PROMPT :: Please copy each line of the listing below in which the word "scarf" appears.
--- TASK INPUTS Enclosed Below ---
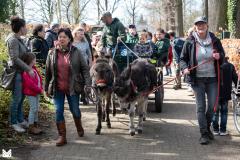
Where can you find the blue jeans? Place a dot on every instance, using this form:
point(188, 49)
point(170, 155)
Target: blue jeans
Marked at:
point(34, 107)
point(16, 106)
point(121, 49)
point(203, 87)
point(223, 109)
point(73, 102)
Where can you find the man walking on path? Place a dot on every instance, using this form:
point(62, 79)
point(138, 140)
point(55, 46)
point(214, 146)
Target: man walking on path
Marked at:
point(113, 33)
point(177, 45)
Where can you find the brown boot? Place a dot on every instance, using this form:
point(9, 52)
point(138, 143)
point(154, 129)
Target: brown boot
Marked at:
point(78, 124)
point(34, 130)
point(61, 134)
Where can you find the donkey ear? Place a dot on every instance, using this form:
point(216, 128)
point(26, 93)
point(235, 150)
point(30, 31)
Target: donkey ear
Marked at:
point(128, 72)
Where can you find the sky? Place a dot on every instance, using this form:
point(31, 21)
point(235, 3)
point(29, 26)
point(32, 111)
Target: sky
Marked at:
point(91, 12)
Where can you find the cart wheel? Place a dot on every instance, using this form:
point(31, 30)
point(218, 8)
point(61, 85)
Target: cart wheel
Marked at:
point(159, 100)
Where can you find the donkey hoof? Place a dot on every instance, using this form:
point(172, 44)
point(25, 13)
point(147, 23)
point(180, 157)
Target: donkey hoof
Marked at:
point(114, 113)
point(98, 132)
point(139, 131)
point(109, 126)
point(132, 133)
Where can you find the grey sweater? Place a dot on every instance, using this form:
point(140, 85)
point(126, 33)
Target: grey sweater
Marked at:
point(16, 50)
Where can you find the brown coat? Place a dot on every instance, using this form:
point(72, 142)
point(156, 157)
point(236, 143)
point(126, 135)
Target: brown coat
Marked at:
point(79, 72)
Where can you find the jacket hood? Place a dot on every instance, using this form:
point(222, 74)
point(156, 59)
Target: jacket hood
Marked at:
point(9, 36)
point(213, 37)
point(32, 37)
point(50, 31)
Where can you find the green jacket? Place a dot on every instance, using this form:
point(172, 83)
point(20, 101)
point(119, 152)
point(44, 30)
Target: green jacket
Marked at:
point(163, 46)
point(132, 40)
point(112, 32)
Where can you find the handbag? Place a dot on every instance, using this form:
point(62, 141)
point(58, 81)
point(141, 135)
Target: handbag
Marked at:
point(8, 76)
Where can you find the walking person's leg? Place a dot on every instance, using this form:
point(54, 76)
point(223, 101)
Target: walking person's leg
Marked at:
point(58, 100)
point(199, 90)
point(215, 123)
point(16, 104)
point(177, 82)
point(224, 116)
point(211, 91)
point(33, 102)
point(74, 106)
point(170, 70)
point(166, 69)
point(36, 113)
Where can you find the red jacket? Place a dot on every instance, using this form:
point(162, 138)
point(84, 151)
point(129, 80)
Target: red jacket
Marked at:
point(30, 84)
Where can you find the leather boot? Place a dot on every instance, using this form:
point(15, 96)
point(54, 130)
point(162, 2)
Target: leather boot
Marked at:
point(61, 134)
point(78, 124)
point(34, 130)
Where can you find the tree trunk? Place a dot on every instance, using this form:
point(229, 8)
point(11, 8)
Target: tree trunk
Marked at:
point(179, 18)
point(206, 9)
point(76, 10)
point(22, 9)
point(217, 15)
point(106, 5)
point(233, 18)
point(58, 10)
point(98, 9)
point(238, 20)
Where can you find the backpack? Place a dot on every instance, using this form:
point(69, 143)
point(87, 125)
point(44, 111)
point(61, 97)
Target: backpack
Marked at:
point(178, 45)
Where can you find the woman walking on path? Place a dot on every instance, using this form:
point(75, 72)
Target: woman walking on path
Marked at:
point(80, 41)
point(32, 88)
point(202, 46)
point(228, 76)
point(16, 50)
point(66, 74)
point(38, 44)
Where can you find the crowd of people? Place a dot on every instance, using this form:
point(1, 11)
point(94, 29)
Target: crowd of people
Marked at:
point(66, 57)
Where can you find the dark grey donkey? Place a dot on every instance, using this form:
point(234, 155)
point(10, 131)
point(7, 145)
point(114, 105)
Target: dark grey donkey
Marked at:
point(133, 86)
point(103, 72)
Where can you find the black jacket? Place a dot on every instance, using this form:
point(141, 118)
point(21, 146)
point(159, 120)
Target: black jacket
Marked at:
point(50, 38)
point(188, 56)
point(228, 75)
point(40, 47)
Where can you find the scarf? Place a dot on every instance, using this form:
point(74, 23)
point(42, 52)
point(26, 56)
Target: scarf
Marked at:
point(203, 42)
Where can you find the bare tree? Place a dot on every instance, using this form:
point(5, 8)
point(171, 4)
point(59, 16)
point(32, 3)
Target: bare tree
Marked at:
point(46, 9)
point(132, 6)
point(179, 18)
point(58, 11)
point(105, 5)
point(78, 7)
point(217, 14)
point(22, 8)
point(206, 8)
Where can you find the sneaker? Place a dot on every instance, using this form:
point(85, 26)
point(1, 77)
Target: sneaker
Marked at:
point(189, 89)
point(24, 124)
point(18, 128)
point(210, 135)
point(216, 133)
point(204, 140)
point(224, 133)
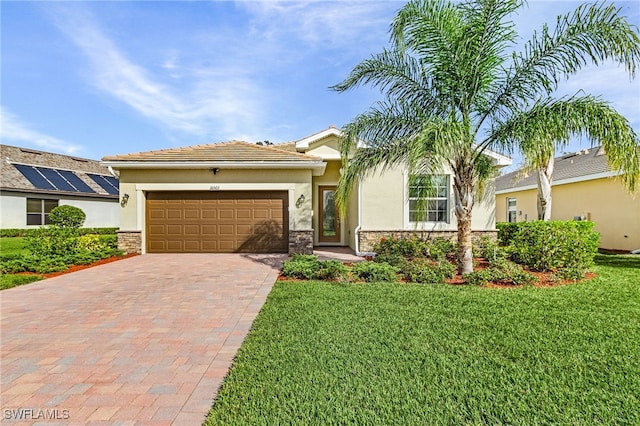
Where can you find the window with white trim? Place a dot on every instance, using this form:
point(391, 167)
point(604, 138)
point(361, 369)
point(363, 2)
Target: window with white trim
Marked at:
point(511, 210)
point(38, 210)
point(429, 198)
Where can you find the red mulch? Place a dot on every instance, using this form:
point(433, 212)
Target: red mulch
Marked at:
point(545, 279)
point(74, 268)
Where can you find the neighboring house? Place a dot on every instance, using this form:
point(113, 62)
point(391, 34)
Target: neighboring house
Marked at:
point(583, 188)
point(32, 183)
point(242, 197)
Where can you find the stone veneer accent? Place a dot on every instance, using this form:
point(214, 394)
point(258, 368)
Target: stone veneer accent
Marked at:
point(368, 238)
point(301, 242)
point(130, 241)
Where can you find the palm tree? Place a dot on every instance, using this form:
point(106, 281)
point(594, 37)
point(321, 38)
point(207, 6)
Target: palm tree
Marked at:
point(546, 128)
point(453, 87)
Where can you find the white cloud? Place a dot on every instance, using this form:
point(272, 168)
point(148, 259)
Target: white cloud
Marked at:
point(224, 101)
point(346, 25)
point(14, 130)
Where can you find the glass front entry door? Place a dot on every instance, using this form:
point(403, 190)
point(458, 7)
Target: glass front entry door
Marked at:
point(329, 220)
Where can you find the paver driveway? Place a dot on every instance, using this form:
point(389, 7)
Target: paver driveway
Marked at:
point(145, 340)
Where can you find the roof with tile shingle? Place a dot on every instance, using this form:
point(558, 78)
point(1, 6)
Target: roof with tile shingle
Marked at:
point(234, 151)
point(12, 180)
point(569, 166)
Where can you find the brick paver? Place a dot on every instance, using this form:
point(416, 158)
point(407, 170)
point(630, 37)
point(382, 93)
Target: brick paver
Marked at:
point(145, 340)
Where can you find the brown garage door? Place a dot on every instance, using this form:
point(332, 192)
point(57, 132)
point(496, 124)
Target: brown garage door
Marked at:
point(217, 222)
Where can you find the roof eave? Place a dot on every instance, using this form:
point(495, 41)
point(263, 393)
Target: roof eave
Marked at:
point(120, 164)
point(583, 178)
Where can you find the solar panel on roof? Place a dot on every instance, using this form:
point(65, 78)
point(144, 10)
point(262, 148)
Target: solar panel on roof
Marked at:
point(105, 183)
point(74, 180)
point(34, 177)
point(54, 177)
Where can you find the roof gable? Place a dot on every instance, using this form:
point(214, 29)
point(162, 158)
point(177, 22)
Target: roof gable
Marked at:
point(76, 172)
point(582, 165)
point(234, 151)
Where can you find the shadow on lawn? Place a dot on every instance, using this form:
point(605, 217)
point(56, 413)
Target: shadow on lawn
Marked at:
point(618, 261)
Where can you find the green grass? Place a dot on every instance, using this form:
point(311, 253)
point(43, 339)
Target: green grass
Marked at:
point(323, 354)
point(13, 246)
point(14, 280)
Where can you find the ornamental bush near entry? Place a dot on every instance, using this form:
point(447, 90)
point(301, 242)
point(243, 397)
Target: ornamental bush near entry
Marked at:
point(568, 246)
point(67, 217)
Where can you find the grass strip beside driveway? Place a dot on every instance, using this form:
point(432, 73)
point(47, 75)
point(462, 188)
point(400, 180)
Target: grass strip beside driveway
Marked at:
point(323, 353)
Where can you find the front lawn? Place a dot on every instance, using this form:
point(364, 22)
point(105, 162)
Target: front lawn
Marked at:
point(323, 353)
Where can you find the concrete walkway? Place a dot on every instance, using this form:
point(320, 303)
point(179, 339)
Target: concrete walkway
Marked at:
point(145, 340)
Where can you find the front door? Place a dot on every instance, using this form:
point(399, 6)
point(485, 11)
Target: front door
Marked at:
point(329, 220)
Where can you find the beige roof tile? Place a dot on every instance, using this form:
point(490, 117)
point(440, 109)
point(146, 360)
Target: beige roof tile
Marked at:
point(234, 151)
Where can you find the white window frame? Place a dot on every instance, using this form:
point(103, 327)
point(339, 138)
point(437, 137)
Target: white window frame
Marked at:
point(512, 209)
point(43, 214)
point(446, 198)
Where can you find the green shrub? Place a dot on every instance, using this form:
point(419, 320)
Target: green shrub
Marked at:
point(110, 241)
point(440, 248)
point(374, 272)
point(506, 232)
point(19, 264)
point(546, 246)
point(90, 242)
point(501, 271)
point(393, 259)
point(413, 247)
point(407, 247)
point(52, 242)
point(19, 232)
point(332, 270)
point(67, 217)
point(478, 278)
point(427, 272)
point(304, 266)
point(489, 249)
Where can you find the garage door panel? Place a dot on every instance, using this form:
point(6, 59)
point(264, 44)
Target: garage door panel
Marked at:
point(192, 246)
point(209, 229)
point(192, 230)
point(192, 214)
point(225, 221)
point(173, 214)
point(174, 230)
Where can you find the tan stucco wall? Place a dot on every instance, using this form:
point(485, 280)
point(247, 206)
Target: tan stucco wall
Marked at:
point(385, 205)
point(615, 212)
point(100, 213)
point(132, 215)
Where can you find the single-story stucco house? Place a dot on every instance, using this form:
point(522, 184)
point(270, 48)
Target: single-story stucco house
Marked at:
point(33, 182)
point(243, 197)
point(583, 188)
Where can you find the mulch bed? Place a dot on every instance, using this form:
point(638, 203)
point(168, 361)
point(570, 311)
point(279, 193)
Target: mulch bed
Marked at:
point(74, 268)
point(545, 279)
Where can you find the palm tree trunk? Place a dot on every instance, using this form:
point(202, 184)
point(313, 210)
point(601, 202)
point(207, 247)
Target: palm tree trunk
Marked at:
point(544, 190)
point(464, 199)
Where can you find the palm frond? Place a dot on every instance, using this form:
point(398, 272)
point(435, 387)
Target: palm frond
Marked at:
point(550, 125)
point(592, 33)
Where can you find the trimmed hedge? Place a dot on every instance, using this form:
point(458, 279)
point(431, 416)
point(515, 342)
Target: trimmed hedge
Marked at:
point(18, 232)
point(554, 245)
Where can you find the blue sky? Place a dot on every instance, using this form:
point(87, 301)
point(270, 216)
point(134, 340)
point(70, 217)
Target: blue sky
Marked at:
point(101, 78)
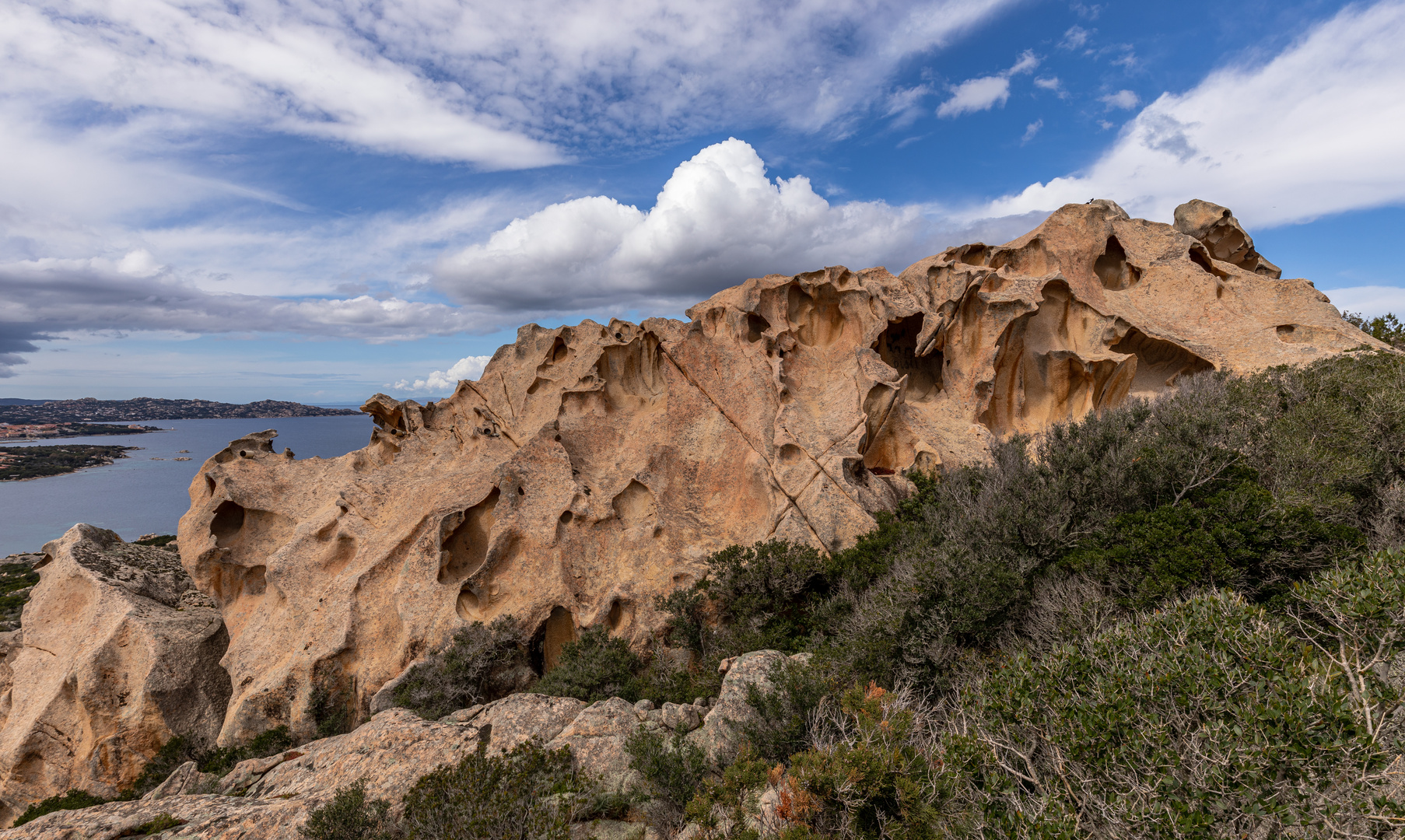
--- End of Enclosed TASK INPUTS ---
WRITTEN ANSWER ::
Where can you find the scarf? Place a dot on every instance, using this form:
Target: scarf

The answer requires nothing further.